● PROMPT 1
Copy the passage of the autoformalization summary starting with "- It employs" and going on through "framework’s practical effectiveness.".
● PROMPT 2
Translate this sentence from the autoformalization summary into Spanish: "The autoformalization framework is designed to generate multiple candidate formalizations for a given mathematical statement using LLMs."

- The paper presents a framework that autoformalizes mathematical statements by generating multiple candidates and ranking them using symbolic equivalence and semantic consistency evaluations.
- It employs automated theorem provers and text-embedding comparisons to ensure that formal outputs are logically valid and semantically faithful to the original statements.
- Empirical evaluations on MATH and miniF2F datasets demonstrate up to 1.35x improvements across various LLMs, underscoring the framework’s practical effectiveness.
The paper "Autoformalize Mathematical Statements by Symbolic Equivalence and Semantic Consistency" (2410.20936) introduces a novel framework for improving the autoformalization capabilities of LLMs in translating natural language mathematical statements into formal language. This framework focuses on bridging the accuracy gap between pass@1 and pass@k results by integrating two self-consistency checks: symbolic equivalence and semantic consistency.
Framework Overview
The autoformalization framework is designed to generate multiple candidate formalizations for a given mathematical statement using LLMs. After generation, it ranks these candidates using symbolic equivalence and semantic consistency methods.
Symbolic equivalence assesses the logical homogeneity across formalization candidates using automated theorem provers (ATPs), checking if the premises and conclusions of different candidates are logically equivalent. Meanwhile, semantic consistency evaluates whether the informalized version of the formal candidate maintains the original meaning by comparing text embeddings.
Figure 1: The overview of our autoformalization framework. In the framework, symbolic equivalence is constructed among formalized statements, and semantic consistency is computed between the informalized statements and the original statement. The scores from these two evaluations are combined to rank and select the final formalization results.

● EXTRACTED MATERIAL
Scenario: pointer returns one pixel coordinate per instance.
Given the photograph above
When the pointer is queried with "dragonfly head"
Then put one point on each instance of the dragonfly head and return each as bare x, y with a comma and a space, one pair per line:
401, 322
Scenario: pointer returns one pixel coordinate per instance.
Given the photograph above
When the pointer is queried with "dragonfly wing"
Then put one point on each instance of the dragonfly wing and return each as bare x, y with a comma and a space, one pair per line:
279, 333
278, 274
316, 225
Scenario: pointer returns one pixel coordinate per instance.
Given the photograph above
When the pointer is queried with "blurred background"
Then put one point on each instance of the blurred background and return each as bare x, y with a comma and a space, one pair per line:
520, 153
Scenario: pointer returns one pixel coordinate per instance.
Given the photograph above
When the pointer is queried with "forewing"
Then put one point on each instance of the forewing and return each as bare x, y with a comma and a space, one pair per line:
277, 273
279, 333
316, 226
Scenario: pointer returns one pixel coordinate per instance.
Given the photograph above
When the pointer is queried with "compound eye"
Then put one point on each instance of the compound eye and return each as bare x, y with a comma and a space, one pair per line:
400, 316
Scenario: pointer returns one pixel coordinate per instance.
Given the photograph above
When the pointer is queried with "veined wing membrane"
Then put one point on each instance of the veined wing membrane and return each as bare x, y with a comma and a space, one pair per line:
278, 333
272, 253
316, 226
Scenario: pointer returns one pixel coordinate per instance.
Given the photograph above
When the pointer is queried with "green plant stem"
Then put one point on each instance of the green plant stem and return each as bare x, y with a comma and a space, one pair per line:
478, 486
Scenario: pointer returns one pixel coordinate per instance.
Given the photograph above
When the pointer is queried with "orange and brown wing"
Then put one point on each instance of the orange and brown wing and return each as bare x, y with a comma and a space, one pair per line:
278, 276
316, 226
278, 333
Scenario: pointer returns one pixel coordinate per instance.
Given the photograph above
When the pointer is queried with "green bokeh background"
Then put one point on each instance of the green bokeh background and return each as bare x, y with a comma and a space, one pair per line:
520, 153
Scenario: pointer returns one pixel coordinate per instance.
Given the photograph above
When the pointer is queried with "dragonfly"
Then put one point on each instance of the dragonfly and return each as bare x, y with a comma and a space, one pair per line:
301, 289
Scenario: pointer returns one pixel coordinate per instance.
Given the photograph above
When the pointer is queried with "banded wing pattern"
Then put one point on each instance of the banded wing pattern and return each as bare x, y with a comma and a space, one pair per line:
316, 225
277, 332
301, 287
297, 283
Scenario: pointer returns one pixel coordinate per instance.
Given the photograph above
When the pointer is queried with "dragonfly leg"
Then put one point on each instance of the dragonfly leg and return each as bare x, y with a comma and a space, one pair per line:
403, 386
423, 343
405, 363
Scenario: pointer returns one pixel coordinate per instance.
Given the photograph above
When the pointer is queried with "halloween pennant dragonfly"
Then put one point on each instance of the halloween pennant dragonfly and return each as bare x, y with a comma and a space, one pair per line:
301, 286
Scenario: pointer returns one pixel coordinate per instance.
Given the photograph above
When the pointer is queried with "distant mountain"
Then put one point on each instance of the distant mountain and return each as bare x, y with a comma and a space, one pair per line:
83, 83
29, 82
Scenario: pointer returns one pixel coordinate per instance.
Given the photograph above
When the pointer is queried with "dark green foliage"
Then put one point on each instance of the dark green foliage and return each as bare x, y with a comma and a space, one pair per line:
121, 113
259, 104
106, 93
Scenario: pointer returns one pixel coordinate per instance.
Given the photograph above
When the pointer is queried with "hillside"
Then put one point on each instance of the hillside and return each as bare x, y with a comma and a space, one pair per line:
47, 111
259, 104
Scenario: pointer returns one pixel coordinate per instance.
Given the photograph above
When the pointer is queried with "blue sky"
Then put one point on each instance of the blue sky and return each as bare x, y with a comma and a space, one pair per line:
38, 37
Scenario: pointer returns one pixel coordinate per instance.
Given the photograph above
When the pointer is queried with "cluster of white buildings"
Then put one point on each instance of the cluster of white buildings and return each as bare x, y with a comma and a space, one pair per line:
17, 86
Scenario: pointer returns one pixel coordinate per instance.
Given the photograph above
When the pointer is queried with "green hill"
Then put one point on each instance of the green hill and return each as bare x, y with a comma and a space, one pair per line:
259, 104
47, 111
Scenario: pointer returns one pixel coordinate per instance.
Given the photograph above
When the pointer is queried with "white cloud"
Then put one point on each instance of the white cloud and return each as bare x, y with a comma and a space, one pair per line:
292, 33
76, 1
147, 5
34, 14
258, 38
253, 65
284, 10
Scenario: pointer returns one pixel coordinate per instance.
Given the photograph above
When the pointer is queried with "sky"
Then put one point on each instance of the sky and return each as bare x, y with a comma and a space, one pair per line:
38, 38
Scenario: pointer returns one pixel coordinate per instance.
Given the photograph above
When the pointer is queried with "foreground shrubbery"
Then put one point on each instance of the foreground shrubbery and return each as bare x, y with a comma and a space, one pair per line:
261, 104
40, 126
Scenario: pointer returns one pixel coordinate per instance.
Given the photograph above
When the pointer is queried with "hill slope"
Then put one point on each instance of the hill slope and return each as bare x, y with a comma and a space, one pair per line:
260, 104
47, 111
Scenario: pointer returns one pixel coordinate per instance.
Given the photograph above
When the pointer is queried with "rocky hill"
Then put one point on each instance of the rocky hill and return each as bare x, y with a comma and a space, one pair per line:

● WORKED SOLUTION 1
- It employs automated theorem provers and text-embedding comparisons to ensure that formal outputs are logically valid and semantically faithful to the original statements.
- Empirical evaluations on MATH and miniF2F datasets demonstrate up to 1.35x improvements across various LLMs, underscoring the framework’s practical effectiveness.

● WORKED SOLUTION 2
El marco de autoformalización está diseñado para generar múltiples formalizaciones candidatas para un enunciado matemático dado utilizando LLM.